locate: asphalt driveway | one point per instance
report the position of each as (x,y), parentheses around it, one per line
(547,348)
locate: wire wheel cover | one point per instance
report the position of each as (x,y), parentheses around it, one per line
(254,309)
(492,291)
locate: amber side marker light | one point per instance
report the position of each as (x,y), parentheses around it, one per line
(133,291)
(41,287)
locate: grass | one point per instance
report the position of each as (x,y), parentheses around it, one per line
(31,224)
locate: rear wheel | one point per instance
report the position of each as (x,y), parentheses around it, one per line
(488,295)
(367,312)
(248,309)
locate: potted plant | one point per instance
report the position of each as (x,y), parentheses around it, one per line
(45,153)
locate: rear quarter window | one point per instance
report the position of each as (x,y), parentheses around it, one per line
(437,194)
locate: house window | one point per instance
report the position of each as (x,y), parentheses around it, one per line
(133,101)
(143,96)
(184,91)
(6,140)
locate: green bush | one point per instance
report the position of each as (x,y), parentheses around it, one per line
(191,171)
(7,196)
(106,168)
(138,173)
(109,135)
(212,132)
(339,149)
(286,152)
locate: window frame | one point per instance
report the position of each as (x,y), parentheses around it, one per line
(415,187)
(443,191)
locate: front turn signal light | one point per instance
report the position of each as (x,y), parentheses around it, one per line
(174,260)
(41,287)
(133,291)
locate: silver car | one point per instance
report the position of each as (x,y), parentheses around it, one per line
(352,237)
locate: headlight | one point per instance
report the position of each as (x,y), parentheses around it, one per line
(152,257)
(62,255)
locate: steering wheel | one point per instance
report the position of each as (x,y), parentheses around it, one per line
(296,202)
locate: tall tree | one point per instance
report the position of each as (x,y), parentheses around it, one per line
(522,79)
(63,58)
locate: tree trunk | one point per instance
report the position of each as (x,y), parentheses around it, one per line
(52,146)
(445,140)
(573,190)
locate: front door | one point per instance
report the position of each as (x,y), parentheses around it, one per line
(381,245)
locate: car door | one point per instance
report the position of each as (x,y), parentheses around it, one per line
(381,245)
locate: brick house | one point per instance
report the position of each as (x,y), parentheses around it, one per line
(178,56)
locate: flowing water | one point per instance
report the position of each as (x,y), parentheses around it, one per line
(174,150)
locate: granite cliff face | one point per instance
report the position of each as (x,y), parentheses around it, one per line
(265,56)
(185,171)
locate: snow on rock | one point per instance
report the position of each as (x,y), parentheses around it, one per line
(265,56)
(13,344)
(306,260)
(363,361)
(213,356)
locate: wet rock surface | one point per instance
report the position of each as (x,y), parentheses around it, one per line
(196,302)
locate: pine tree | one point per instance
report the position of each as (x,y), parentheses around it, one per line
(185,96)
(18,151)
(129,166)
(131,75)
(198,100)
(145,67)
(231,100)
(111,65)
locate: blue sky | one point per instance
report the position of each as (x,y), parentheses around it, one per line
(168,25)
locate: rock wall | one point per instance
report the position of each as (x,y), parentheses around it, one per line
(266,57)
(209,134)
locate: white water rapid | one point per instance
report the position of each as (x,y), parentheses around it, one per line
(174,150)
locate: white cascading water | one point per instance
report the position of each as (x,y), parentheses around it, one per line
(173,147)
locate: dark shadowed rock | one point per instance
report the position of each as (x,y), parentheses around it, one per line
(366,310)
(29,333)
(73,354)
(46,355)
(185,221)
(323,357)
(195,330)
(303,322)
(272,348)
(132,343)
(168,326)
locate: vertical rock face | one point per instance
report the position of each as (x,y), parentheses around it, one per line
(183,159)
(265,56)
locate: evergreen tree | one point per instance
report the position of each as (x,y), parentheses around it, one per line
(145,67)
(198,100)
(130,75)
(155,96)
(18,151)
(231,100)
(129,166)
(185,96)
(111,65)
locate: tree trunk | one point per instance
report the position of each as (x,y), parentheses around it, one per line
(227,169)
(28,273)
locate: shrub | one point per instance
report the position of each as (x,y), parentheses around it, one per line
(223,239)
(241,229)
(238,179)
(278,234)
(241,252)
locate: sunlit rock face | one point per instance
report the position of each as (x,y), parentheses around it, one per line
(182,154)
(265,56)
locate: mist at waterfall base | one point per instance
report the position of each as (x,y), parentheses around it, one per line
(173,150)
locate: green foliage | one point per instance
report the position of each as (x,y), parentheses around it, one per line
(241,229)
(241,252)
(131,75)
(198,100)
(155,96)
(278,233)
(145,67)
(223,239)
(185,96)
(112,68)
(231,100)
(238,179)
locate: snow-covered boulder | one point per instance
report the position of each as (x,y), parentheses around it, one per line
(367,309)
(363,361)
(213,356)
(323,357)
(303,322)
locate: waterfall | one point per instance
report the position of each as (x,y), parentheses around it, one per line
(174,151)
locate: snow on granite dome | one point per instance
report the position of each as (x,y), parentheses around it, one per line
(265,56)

What is expected: Lay out every one of the records above as a two-column CSV with the header row instruction,coordinates and one row per record. Put each record's text and its answer in their own double-quoted field, replacing line breaks with spaces.

Response to this exercise:
instruction,coordinates
"locate: asphalt driveway | one point per instance report the position of each as (x,y), parentheses around it, one per line","(547,348)"
"locate: wire wheel cover | one point per instance report the position of each as (x,y), parentheses around it, one per line","(254,309) (492,291)"
"locate: amber side marker light | one point per instance report the position of each as (x,y), parentheses around it, one per line","(133,291) (41,287)"
"locate: grass | one point per instance report the position of each as (x,y), parentheses around it, one per line","(31,224)"
"locate: rear wheel | one point per instance report the position of each as (x,y), parentheses around it, one per line","(488,295) (367,312) (248,309)"
"locate: potted plant | one point per instance report the position of each as (x,y), parentheses around it, one per line","(45,153)"
"locate: rear quarter window | one point per instance report the position of each as (x,y), parentheses around it, one per line","(437,194)"
"locate: house window | one point per instance report the position of each as (x,y), parentheses around it, one per line","(133,101) (143,96) (184,91) (6,140)"
"locate: green bush | one point per instance report the position of each as (x,y), parentheses around it, one per line","(191,171) (7,196) (106,168) (138,173) (109,135) (212,132) (339,149) (286,152)"
"locate: window frame | one point per instance report the position of each as (x,y), parentheses around it, one per line","(415,187) (443,191)"
"locate: front turn signal light | one point per instance report the position of each as (x,y), parentheses around it, one per line","(174,260) (41,287) (133,291)"
"locate: silver car | one point per instance report the position of each as (x,y), parentheses around it, one per line","(352,237)"
"locate: headlight | one point per instance report the position of each as (x,y), parentheses around it, one per line","(152,257) (62,255)"
"locate: steering wheel | one point per instance report the position of each as (x,y), parentheses around it, one per line","(296,202)"
"locate: tall tree | one point per instance report the position of each as (x,y), parentheses around it, one per line","(522,79) (63,58)"
"locate: tree trunk | one point per instance report the position of each as (x,y), parentheses around it, one per line","(52,146) (445,140) (573,190)"
"locate: front door | one point per instance report the position of each as (x,y), parentheses around it, one per line","(381,245)"
"locate: car door | one point per instance report the position of each as (x,y), parentheses around it, one per line","(381,245)"
"locate: brick house | one point per instance report the position of each as (x,y), parentheses around it, one per line","(178,56)"
"locate: flowing water | one point per instance report the position of each as (x,y), parentheses around it, one per line","(174,150)"
"locate: granite cliff face | one point per instance report the position of each as (x,y), parentheses around it, one per line","(265,56) (185,171)"
"locate: snow on rock | one point per instance report the position of each as (x,y), parentheses around it, one per line","(265,56) (13,344) (306,260) (363,361) (213,356)"
"locate: wet rock surface | one point per instance report the position of each as (x,y), parentheses around it, one per line","(196,302)"
"locate: pine tree | one point per instance report the position of each as (x,y), parentheses around it, one per line","(185,96) (18,151) (129,166) (131,75) (198,100) (145,67) (231,100) (111,65)"
"locate: blue sky | one point per instance report the position of each as (x,y), parentheses around it, one per line","(168,25)"
"locate: rock wall | one point per instance report the position of each as (x,y), parentheses around it, one per line","(266,57) (209,134)"
"locate: white water rapid | one point per instance report the position of each as (x,y), parentheses around it, one per line","(174,150)"
"locate: white cascading water | one point per instance report the position of each as (x,y), parentheses around it, one per line","(173,147)"
"locate: dark shadowed rock | one point per instance report the position of each as (x,y), parentheses around it, one per line","(366,310) (29,333) (73,354) (46,355) (185,221) (323,357) (195,330) (303,322) (272,348) (132,343) (168,326)"
"locate: vertical rock face | one point per instance report the position of each as (x,y), parentheses around it, one per line","(183,159) (265,56)"
"locate: evergreen tree | one point per instance report the position of each as (x,y), parentheses around it, one per line","(145,67) (198,100) (130,75) (155,96) (18,151) (231,100) (129,166) (185,96) (111,65)"
"locate: tree trunk | one point per instance report the position of each as (x,y), parentheses around it, one per line","(227,169) (28,273)"
"locate: shrub | one point per instance report the position of each as (x,y), parentheses around it, one per line","(223,239) (241,229) (238,179) (278,234) (241,252)"
"locate: sunlit rock face | one point per instance report the position of each as (x,y), parentheses around it, one per line","(182,154) (265,56)"
"locate: mist at waterfall base | one point per instance report the position of each as (x,y), parentheses around it, one per line","(173,150)"
"locate: green foliage | one point per instance report the position of each as (x,y), parentheses around it, one per line","(241,229) (241,252) (131,75) (198,100) (155,96) (278,233) (145,67) (223,239) (185,96) (112,68) (231,100) (238,179)"
"locate: snow-covered boulder | one point per instance report the position of each as (x,y), parentheses around it, one per line","(367,309) (363,361) (213,356) (323,357) (303,322)"
"locate: waterfall | one point per instance report the position of each as (x,y), parentheses around it, one per line","(174,151)"
"locate: snow on granite dome | one point per instance report the position of each as (x,y), parentheses around it, one per line","(265,56)"